**Text passage:**
━━━━━━

Where do the additional conditions "some positive, some negative" and "non-zero numbers" come from? In cannot find them in your "standard exercise" above.

The force represented by $q\vec v \times \vec B$ is non-conservative.

That depends on the definition of non-conservative forces and it is relevant for condition 1 only.

Anyone who has taken a decent intermediate course in Classical Mechanics or Vector Calculus is sure to have encountered it (unless absent or totally dazed) and perhaps learned and understood it.

No course in Classical Mechanics or Vector Calculus can help you proving a wrong statement.

 

[kuruman]

That depends on the definition of non-conservative forces and it is relevant for condition 1 only.

It is not relevant to 1 only. If a force is known to be conservative (1 is true), it must satisfy 2-5.

Where do the additional conditions "some positive, some negative" and "non-zero numbers" come from? In cannot find them in your "standard exercise" above.

They are not conditions, they are part of what you have to do when you compute an integral. When you are called upon to integrate, your task is to add a whole bunch of numbers, no? That funny looking symbol ∫ stands for "sum". I'm sure you know that. And what is it that your adding? Whatever the value of the expression to the right of the ∫ has at each value of the integration variable on the interval between the integration limits. Thus, when you integrate, you are adding (continuously) numbers that could be positive, negative or zero depending on where you are along the integration path.

That depends on the definition of non-conservative forces and it is relevant for condition 1 only.

The definition of non-conservative is clear from the name, " A force is non-conservative if any of the statements 1 - 5 is false."

No course in Classical Mechanics or Vector Calculus can help you proving a wrong statement.

Maybe not, but it can help you understand what line integrals are all about and how they are used to test whether a force is conservative. I can see why you might think that $q\vec v \times \vec B$ passes tests 3 and 4. There is a hidden understanding that 3 and 4 are not tests whether the force is conservative in the trivial case when $\vec F \cdot d\vec l=0$ either because $\vec F=0$ or because $d \vec l=0$ or because $\vec F \perp d\vec l$.

 

[DrStupid]

When you are called upon to integrate, your task is to add a whole bunch of numbers, no?

These numbers don't need to be non-zero.

If a force is known to be conservative (1 is true), it must satisfy 2-5.
[...]
The definition of non-conservative is clear from the name, " A force is non-conservative if any of the statements 1 - 5 is false."

That means Lonrentz force is neither conservative nor non-conservative.

By the way: The name "conservative" comes from conservation (of energy). If the definition would be clearly from the name, than Lorentz force would be clearly conservative.

━━━━━━

**Given information:**
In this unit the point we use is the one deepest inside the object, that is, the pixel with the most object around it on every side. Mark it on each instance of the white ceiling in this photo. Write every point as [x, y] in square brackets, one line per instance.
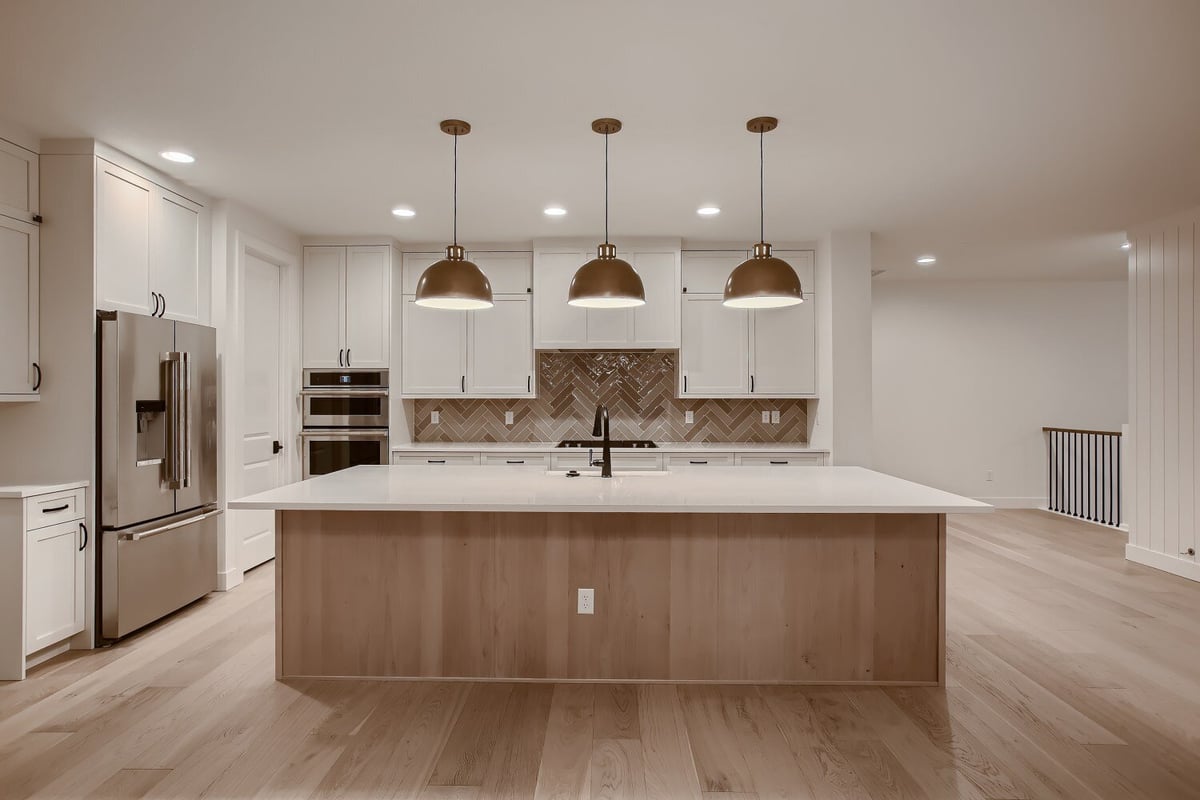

━━━━━━

**Tasks to complete:**
a) In the discussion of conservative forces, reproduce the passage starting at "Maybe not, but" and ending at "F \perp d\vec l$.", swapping "line integrals" for "path integrals".
b) According to the discussion of conservative forces, from what does the name "conservative" come?
c) Take the discussion of conservative forces further, continuing on from its final sentence.
The lines placed after the discussion of conservative forces are separate material and unrelated to it.

**The replies:**
a)
Maybe not, but it can help you understand what path integrals are all about and how they are used to test whether a force is conservative. I can see why you might think that $q\vec v \times \vec B$ passes tests 3 and 4. There is a hidden understanding that 3 and 4 are not tests whether the force is conservative in the trivial case when $\vec F \cdot d\vec l=0$ either because $\vec F=0$ or because $d \vec l=0$ or because $\vec F \perp d\vec l$.

b) It comes from conservation of energy.

c)
but it can help you understand what line integrals are all about

Until you start doing that, let me tell you what I actually know:

If a curve C (e.g. the circular path of an electron in a homogeneous magnetic field) is given by the scalar functions $x\left( c \right)$ , $y\left( c \right)$ and $z\left( c \right)$ of a parameter c (e.g. the arc length) and a continuous scalar function $f_x \left( {x,y,z} \right)$ (e.g. the x-component of the Lorentz force acting on the electron along the path C) is defined over the path C, than the line integral of this scalar function is given by

$\int\limits_C^{} {f_x \left( {x\left( s \right),y\left( s \right),z\left( s \right)} \right) \cdot ds} = \mathop {\lim }\limits_{\Delta s_i \to 0,n \to \infty } \sum\limits_{i = 1}^n {f_x \left( {x\left( s \right),y\left( s \right),z\left( s \right)} \right) \cdot \Delta s_i }$

if the limit is independent from the individual steps $\Delta s_i$.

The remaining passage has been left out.